Task prompt –
Put the lines of the items between the line containing "For every instance of the green metal" and the line containing "x=575 y=497", inclusive, into a Markdown table with the columns Row and Entry, numbering each line in Row and omitting blank lines.

Dataset records on where objects are located –
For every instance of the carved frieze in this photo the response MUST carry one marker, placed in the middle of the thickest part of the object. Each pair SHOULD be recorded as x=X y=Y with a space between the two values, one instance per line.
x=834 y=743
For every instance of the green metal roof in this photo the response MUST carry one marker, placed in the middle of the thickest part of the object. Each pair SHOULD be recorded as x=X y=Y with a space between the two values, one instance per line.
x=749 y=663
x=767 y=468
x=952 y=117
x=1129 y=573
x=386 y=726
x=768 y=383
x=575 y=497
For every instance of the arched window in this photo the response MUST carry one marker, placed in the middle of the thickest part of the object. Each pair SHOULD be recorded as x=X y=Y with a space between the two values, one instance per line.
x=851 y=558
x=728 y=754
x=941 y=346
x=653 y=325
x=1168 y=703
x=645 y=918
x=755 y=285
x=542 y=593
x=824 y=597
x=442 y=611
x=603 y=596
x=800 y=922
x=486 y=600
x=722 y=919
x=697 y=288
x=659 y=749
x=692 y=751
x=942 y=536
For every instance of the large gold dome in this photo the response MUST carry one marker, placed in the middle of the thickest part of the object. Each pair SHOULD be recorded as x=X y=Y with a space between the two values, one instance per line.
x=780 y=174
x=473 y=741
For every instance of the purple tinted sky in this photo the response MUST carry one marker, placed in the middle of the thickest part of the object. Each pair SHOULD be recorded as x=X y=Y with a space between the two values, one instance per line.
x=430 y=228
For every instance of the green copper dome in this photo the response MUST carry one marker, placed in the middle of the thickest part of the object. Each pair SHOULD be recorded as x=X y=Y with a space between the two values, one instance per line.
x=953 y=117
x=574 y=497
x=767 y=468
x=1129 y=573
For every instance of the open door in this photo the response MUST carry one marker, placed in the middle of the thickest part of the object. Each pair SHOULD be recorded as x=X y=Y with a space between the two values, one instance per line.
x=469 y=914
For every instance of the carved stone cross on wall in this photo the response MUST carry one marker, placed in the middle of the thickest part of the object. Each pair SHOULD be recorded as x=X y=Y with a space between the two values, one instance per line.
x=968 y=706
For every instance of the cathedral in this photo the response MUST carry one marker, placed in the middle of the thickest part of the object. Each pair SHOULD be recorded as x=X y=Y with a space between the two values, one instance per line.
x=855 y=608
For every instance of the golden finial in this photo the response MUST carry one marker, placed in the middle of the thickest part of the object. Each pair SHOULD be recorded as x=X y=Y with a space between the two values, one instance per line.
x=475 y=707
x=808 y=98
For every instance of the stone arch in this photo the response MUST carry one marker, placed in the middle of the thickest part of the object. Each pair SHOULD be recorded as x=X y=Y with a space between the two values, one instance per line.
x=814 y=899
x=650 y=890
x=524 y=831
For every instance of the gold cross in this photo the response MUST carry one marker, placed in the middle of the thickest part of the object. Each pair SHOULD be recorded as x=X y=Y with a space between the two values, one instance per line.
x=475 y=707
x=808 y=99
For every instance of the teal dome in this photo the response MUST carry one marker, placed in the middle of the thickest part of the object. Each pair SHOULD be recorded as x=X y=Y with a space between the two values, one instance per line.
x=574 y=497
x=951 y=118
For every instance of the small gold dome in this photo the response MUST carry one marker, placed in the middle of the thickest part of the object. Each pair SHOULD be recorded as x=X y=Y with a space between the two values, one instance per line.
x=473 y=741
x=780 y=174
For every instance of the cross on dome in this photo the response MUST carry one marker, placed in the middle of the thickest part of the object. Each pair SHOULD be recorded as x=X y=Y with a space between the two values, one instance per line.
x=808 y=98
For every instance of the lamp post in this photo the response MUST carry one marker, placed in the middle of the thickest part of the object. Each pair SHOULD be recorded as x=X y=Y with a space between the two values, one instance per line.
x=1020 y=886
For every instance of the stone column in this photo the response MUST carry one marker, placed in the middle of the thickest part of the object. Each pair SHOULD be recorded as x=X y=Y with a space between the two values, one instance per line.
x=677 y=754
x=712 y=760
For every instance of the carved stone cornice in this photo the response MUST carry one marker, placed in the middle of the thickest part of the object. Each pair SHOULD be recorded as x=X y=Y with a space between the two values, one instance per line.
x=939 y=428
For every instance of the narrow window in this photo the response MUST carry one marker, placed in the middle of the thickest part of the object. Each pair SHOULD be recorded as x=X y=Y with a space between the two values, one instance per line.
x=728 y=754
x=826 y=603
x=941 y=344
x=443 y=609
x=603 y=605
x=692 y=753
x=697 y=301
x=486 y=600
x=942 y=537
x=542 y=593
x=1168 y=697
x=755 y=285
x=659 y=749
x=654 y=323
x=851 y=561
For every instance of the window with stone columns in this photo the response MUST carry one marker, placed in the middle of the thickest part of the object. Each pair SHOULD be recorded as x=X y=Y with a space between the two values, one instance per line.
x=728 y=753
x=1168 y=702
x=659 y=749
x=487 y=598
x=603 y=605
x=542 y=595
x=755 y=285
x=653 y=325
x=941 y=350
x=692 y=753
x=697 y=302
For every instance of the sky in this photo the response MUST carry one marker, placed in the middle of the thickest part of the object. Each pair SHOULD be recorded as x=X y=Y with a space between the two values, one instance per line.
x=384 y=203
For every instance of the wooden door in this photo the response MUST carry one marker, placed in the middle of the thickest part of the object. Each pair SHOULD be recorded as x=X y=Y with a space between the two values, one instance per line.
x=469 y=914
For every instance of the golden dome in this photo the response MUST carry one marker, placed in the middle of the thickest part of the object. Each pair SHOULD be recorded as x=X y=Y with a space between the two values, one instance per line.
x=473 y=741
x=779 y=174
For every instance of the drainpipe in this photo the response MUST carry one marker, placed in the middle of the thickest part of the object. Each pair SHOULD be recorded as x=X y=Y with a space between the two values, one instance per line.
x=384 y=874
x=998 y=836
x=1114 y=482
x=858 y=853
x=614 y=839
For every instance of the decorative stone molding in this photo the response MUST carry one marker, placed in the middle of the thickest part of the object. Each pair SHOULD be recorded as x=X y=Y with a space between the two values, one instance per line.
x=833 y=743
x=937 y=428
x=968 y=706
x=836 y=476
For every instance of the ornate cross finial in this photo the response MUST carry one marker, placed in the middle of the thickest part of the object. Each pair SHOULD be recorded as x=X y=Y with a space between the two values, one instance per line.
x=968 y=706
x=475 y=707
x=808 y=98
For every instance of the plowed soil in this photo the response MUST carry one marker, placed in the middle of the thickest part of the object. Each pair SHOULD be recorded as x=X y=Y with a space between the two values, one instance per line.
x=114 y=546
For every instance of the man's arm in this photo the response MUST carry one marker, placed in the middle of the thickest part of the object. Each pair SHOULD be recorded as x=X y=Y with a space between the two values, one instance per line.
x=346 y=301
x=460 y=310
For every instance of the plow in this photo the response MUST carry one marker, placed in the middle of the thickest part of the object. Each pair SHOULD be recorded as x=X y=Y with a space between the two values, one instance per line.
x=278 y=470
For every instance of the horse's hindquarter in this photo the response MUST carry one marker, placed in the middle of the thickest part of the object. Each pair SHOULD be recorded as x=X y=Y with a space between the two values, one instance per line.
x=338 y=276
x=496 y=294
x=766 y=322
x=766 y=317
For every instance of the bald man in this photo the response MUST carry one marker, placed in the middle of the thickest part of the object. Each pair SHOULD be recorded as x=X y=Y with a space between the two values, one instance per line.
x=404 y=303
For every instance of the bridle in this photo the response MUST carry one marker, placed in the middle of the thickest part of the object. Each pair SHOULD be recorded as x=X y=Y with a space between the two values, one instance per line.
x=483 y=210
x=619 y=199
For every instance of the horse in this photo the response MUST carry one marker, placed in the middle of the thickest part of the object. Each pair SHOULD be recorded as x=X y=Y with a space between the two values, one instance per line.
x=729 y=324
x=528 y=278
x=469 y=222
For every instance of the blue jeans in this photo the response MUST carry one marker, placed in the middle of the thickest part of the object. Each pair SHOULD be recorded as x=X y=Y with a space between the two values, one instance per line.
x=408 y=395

Full solution –
| Row | Entry |
|---|---|
| 1 | For every instance of the green metal roof in this photo the response MUST carry one marker, placed in the middle of the thickest part of the object. Each pair SHOULD be recorded as x=X y=Y with a space between the two values, one instance per line. |
| 2 | x=749 y=663 |
| 3 | x=767 y=468 |
| 4 | x=952 y=117 |
| 5 | x=1129 y=573 |
| 6 | x=386 y=726 |
| 7 | x=768 y=383 |
| 8 | x=575 y=497 |